··· Given passage

We are a few days from the 40th anniversary of the most Magical home run in Mets history — the Steve Henderson game-winner of June 14, 1980 — and should you care to treat yourself to a commemorative viewing, you can transport yourself to the evening in question and take in extended highlights of the Saturday night Shea Stadium rally to end all Saturday night Shea Stadium rallies (at least until the Saturday night Shea Stadium rally of October 25, 1986). Go to the 51:00 mark to experience it unfolding. Stay past the 52:00 mark, after Henderson’s opposite-field home run flies into the Mets’ bullpen. Watch Hendu’s teammates gather around him in jubilation; pound him on the back; lift him in the air; follow HENDERSON 5 to the dugout. You can identify the 1980 Mets in mid-giddiness by name and number.

······

● **To be done**
Reproduce the passage about the Steve Henderson home run word for word, from "We are a few" to "name and number.".

··· Given material

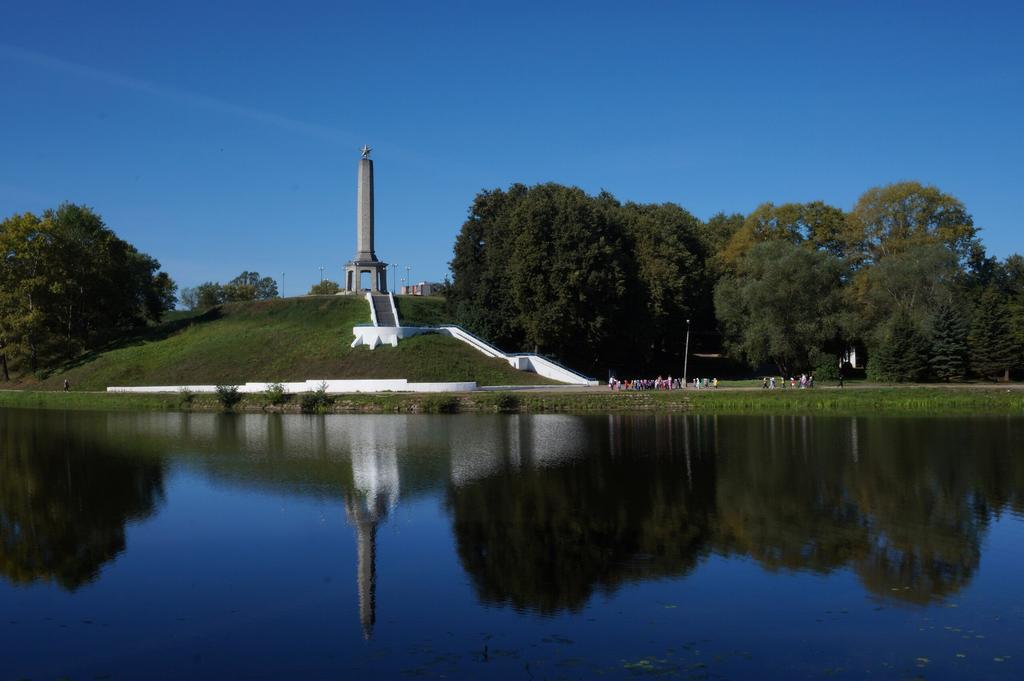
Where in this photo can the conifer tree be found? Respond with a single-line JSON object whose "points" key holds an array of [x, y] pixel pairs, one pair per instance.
{"points": [[990, 342], [902, 356], [949, 349]]}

······

● **Complete response**
We are a few days from the 40th anniversary of the most Magical home run in Mets history — the Steve Henderson game-winner of June 14, 1980 — and should you care to treat yourself to a commemorative viewing, you can transport yourself to the evening in question and take in extended highlights of the Saturday night Shea Stadium rally to end all Saturday night Shea Stadium rallies (at least until the Saturday night Shea Stadium rally of October 25, 1986). Go to the 51:00 mark to experience it unfolding. Stay past the 52:00 mark, after Henderson’s opposite-field home run flies into the Mets’ bullpen. Watch Hendu’s teammates gather around him in jubilation; pound him on the back; lift him in the air; follow HENDERSON 5 to the dugout. You can identify the 1980 Mets in mid-giddiness by name and number.